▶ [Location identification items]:

==================================================

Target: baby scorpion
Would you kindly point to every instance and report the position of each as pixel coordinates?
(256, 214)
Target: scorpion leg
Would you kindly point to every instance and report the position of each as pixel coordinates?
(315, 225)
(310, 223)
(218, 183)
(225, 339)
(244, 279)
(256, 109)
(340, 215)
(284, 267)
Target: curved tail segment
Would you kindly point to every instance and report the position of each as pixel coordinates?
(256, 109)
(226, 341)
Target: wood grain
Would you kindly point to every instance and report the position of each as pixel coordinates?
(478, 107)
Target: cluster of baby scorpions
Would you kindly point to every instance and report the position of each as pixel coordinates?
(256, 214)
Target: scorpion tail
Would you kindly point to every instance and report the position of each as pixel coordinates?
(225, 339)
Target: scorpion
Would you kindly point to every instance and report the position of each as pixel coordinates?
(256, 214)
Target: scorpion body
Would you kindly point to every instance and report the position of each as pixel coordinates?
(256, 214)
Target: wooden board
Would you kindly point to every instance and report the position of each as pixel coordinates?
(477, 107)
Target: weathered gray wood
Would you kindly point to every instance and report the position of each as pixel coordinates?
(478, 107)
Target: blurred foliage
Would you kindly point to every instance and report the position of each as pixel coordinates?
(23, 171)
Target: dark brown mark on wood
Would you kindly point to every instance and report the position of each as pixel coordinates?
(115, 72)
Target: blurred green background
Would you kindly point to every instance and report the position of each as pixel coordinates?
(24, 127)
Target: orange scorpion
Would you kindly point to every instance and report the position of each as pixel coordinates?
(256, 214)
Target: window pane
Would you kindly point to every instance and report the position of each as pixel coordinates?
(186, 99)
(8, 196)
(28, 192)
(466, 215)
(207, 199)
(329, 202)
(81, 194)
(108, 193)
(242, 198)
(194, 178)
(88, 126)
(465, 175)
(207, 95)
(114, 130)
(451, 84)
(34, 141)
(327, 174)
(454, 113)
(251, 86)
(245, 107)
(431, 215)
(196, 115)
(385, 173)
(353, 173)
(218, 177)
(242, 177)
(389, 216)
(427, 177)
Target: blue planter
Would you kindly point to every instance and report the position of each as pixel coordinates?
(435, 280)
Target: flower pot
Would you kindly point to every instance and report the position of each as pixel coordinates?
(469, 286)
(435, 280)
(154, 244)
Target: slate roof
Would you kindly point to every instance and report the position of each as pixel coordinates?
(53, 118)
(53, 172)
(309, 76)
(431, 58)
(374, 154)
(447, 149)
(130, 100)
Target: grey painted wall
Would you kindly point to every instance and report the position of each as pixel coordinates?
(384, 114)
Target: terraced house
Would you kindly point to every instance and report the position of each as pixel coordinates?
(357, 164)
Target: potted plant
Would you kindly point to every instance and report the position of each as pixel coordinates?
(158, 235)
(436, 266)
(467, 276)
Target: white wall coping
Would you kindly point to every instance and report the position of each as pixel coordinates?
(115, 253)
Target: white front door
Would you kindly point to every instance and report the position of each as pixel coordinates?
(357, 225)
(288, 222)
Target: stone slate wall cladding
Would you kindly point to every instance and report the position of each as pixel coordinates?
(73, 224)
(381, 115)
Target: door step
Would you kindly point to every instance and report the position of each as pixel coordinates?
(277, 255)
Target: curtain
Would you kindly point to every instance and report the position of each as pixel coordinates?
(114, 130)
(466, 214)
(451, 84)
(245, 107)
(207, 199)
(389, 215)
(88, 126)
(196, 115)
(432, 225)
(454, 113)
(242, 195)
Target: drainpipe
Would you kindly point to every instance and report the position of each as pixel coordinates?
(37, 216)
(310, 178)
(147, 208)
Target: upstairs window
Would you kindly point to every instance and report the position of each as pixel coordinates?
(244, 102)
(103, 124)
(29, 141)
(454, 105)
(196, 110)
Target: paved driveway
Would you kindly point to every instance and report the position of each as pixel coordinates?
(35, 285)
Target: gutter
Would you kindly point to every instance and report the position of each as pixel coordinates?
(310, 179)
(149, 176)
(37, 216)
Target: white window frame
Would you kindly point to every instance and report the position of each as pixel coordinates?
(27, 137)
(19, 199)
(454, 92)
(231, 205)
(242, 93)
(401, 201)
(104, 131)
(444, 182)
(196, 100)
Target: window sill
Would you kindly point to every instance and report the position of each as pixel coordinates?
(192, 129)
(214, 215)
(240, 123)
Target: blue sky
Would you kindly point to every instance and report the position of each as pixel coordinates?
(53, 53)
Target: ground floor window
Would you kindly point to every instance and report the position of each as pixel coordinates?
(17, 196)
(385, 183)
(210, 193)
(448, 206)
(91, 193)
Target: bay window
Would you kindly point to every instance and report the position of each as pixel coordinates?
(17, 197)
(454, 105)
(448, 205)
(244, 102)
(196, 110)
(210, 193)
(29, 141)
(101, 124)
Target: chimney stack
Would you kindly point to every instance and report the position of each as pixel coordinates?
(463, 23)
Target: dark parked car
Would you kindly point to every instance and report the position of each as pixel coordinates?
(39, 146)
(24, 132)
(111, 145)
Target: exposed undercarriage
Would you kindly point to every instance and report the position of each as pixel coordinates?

==================================================

▶ [WORK TO COMPLETE]:
Your task is to transcribe the line containing "Target: ground floor window" and every line after it, through the last line of the data, exactly as written and with nothing more.

▶ [SOLUTION FOR THIS PROBLEM]:
Target: ground floor window
Would you kindly point to every instance and report the position of each as pixel coordinates?
(17, 196)
(385, 183)
(210, 193)
(448, 206)
(91, 193)
Target: bay window
Would you kindly point to every instance and report the position of each as pixel coordinates?
(17, 197)
(454, 105)
(448, 205)
(244, 102)
(196, 110)
(210, 193)
(29, 141)
(101, 124)
Target: chimney stack
Would you kindly point to every instance and report the position of each as pixel coordinates?
(463, 23)
Target: dark parked car
Would you kindly point to every instance and report the position of each as pixel coordinates?
(39, 146)
(24, 132)
(111, 145)
Target: exposed undercarriage
Would you kindly point to every instance and report the position of each as pixel coordinates?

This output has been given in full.